▸ **Your goal**
Scan the entries below and give the number of lines containing "table", with no accompanying words.

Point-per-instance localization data
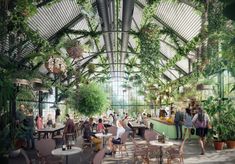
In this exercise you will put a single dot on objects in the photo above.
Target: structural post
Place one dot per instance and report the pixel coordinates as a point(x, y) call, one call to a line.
point(40, 102)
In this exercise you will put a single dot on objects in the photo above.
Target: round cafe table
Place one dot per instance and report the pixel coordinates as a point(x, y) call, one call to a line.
point(160, 144)
point(67, 152)
point(101, 135)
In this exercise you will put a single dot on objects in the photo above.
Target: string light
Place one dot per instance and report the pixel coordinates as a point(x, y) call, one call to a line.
point(56, 65)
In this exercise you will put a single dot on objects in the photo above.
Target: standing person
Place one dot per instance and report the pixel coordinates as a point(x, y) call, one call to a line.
point(111, 119)
point(69, 129)
point(117, 139)
point(178, 124)
point(69, 125)
point(39, 122)
point(20, 115)
point(49, 120)
point(187, 123)
point(57, 114)
point(201, 121)
point(29, 123)
point(88, 135)
point(100, 126)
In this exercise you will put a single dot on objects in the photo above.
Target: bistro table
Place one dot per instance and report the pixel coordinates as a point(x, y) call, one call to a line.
point(49, 130)
point(160, 144)
point(134, 126)
point(67, 152)
point(103, 135)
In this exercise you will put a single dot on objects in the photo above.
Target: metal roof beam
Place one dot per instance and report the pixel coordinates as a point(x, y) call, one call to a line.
point(163, 23)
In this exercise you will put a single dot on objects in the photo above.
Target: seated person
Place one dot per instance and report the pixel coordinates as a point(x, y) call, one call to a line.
point(117, 138)
point(100, 127)
point(88, 135)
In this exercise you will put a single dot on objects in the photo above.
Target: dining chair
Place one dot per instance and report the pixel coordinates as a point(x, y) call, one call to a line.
point(113, 130)
point(176, 152)
point(153, 150)
point(44, 148)
point(140, 150)
point(120, 146)
point(99, 157)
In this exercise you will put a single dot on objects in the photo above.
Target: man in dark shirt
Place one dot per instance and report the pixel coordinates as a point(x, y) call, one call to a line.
point(69, 126)
point(178, 124)
point(69, 130)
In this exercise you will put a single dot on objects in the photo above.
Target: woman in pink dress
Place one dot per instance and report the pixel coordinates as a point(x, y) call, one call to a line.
point(39, 122)
point(100, 127)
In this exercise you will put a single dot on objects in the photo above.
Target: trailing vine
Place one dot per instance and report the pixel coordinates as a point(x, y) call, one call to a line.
point(149, 12)
point(181, 52)
point(149, 46)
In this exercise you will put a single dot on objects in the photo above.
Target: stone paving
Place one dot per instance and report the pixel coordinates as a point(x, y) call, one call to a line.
point(191, 155)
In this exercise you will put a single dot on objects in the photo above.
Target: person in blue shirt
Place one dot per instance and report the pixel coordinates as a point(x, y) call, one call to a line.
point(178, 124)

▸ **Response to the task**
2